• EXERCISE PASSAGE
■ ■ ■ ■ ■

Scientific classification
- Kingdom: Animalia
- Phylum: Chordata
- Class: Actinopterygii
- Order: Characiformes
- Family: Prochilodontidae
- Genus: Semaprochilodus
- Species: S. brama
- Binomial name: Semaprochilodus brama (Valenciennes, 1850)
- Synonyms: Prochilodus brama Valenciennes, 1850 ; Semaprochilodus squamilentus Fowler, 1941 ;

= Semaprochilodus brama =

- Authority: (Valenciennes, 1850)
- Conservation status: LC

Species of fish

Semaprochilodus brama is a species of freshwater ray-finned fish belonging to the family Prochilodontidae, the bocachicos or flannel-mouth characiformes. This species is restricted to Brazil.

■ ■ ■ ■ ■

• WHAT YOU WILL DO
**A.** Can you reproduce word for word the stretch of the Semaprochilodus brama text from "Scientific classification" through "brama (Valenciennes, 1850)"?
**B.** According to the Semaprochilodus brama text, which country is this species restricted to?
You won't need the lines that follow for anything here.

• Image point grounding data
■ ■ ■ ■ ■

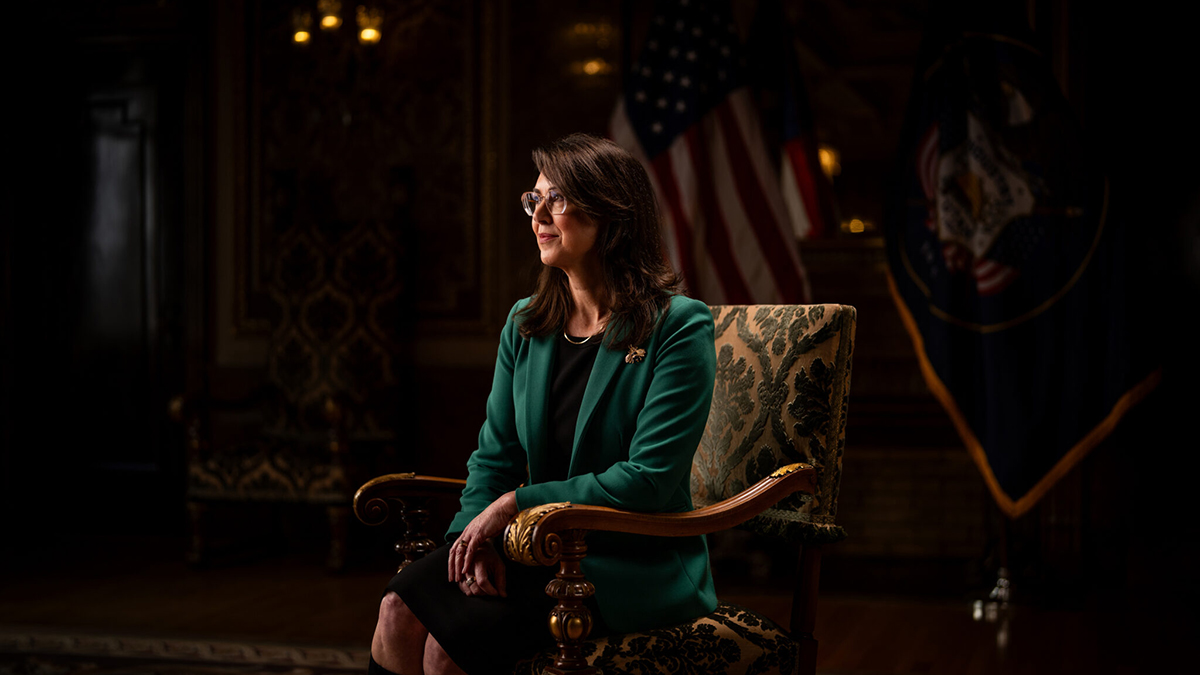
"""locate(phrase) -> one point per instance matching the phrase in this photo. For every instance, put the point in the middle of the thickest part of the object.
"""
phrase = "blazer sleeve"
(669, 425)
(498, 465)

■ ■ ■ ■ ■

• ANSWER SET
**A.**
Scientific classification
- Kingdom: Animalia
- Phylum: Chordata
- Class: Actinopterygii
- Order: Characiformes
- Family: Prochilodontidae
- Genus: Semaprochilodus
- Species: S. brama
- Binomial name: Semaprochilodus brama (Valenciennes, 1850)

**B.** Brazil